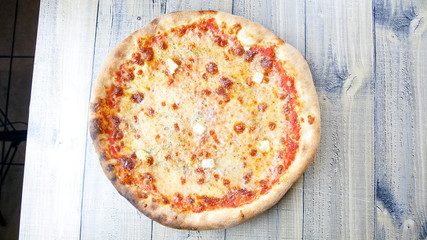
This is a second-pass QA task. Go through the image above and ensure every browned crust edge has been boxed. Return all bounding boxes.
[89,11,320,230]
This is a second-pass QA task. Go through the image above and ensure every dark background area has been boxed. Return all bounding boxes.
[0,0,40,240]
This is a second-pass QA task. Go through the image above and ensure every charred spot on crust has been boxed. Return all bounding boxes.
[268,122,276,131]
[261,57,273,72]
[151,18,159,25]
[233,122,246,134]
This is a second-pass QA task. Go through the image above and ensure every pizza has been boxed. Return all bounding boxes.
[89,11,320,230]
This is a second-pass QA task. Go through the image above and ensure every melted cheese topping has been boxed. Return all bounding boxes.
[94,18,299,212]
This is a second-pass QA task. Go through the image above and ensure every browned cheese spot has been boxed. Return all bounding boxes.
[131,92,144,103]
[234,122,246,134]
[206,62,218,75]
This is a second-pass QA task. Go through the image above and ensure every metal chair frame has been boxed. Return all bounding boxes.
[0,109,27,226]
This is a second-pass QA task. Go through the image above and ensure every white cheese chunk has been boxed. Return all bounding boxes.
[252,72,264,83]
[193,123,206,135]
[202,158,215,168]
[259,140,270,152]
[166,58,178,74]
[237,29,257,46]
[135,149,150,161]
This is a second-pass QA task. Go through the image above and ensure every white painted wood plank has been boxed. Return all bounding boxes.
[226,0,305,239]
[20,0,97,239]
[304,0,374,239]
[81,0,164,240]
[152,0,232,240]
[375,0,427,239]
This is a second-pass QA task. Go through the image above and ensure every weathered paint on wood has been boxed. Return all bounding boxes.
[20,0,427,239]
[374,0,427,239]
[18,1,97,239]
[304,0,374,239]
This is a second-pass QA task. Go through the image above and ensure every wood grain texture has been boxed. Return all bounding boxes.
[374,0,427,239]
[18,0,427,239]
[17,1,97,239]
[304,0,374,239]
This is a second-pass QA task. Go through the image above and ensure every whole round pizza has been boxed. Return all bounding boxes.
[89,11,320,230]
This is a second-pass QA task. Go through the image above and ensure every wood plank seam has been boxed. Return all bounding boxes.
[79,0,100,239]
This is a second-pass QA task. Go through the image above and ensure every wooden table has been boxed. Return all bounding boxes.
[20,0,427,239]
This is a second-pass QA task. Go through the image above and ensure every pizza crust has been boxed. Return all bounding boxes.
[89,11,320,230]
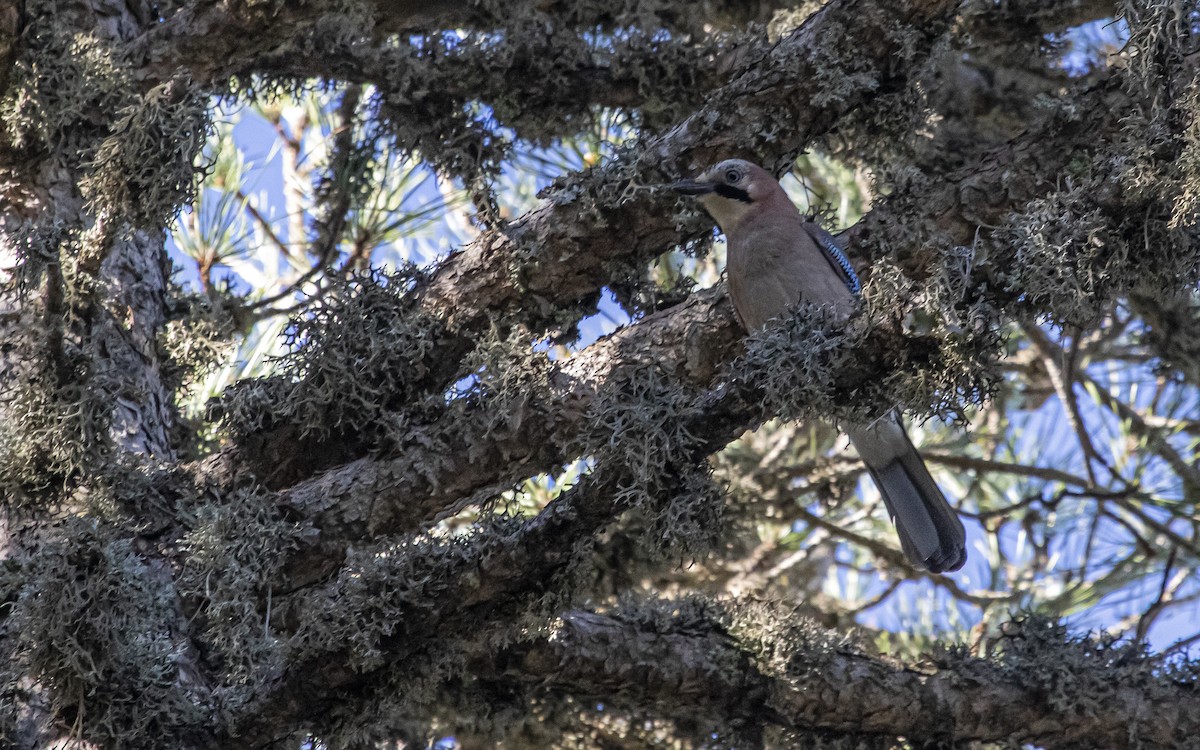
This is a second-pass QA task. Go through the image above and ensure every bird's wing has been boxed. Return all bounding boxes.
[804,221,863,294]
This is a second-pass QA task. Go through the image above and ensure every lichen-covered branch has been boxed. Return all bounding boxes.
[479,611,1200,748]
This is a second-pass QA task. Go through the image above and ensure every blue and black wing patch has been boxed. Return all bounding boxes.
[804,221,863,294]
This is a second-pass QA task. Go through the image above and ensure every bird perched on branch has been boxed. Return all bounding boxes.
[673,158,967,572]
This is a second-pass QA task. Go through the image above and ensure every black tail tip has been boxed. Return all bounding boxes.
[920,545,967,572]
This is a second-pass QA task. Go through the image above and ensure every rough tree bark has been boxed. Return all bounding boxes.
[0,0,1200,748]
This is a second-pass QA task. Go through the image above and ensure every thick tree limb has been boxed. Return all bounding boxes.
[229,0,955,484]
[482,611,1200,748]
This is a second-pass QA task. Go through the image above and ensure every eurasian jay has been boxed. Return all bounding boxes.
[673,158,967,572]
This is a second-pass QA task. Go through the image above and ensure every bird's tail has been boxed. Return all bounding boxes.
[846,412,967,572]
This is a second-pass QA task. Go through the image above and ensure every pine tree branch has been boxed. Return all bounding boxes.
[480,611,1200,748]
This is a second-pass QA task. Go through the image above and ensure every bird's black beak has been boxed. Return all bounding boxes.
[671,180,714,196]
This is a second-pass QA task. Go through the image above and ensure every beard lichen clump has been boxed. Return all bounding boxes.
[6,517,211,750]
[210,270,442,445]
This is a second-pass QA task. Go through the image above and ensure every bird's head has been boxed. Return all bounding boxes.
[671,158,786,233]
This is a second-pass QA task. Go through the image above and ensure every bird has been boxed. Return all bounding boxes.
[672,158,967,574]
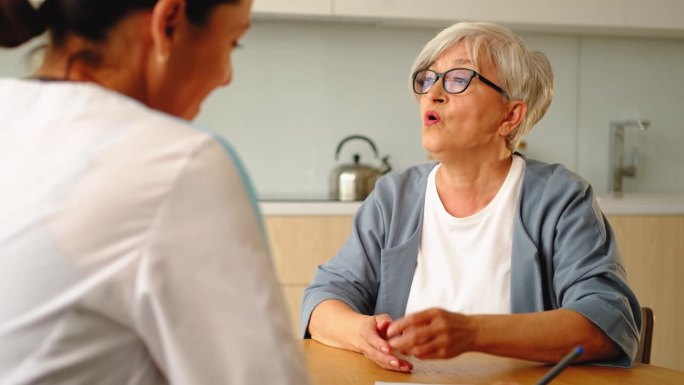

# # #

◆ **Written problem**
Reproduce the listing word for word, beginning at the line that contains "every bird perched" and ending after the line that contains "[480,611,1200,748]".

◆ **Correct output**
This is a second-pass QA task. Go through the image above and ensure every bird perched on branch has been boxed. Return all bounding boxes.
[673,158,967,572]
This is a second-pass QA task. Go through the image above and ensure every black tail tip has been boxed. Return all bounding boxes.
[920,545,967,572]
This is a second-pass QA task. Go through the image above and ensure every rough tree bark has been boxed. Return all bounding boxes.
[0,0,1200,748]
This is a second-pass QA task. Go through the image above and ensure every thick tree limb has been boxed. Return all bounding boxes.
[229,0,955,484]
[482,611,1200,748]
This is a second-pass QA task. Go through the image above and ensure every eurasian jay has been boxed. Return all bounding boxes.
[673,158,967,572]
This is a second-pass QA task. Go through the image above and ensure every bird's tail has been boxed. Return all bounding boxes.
[846,412,967,572]
This is a second-pass QA task. Go through the image above and ensure every pine tree branch has been boxed. Return all bounding boxes.
[480,611,1200,748]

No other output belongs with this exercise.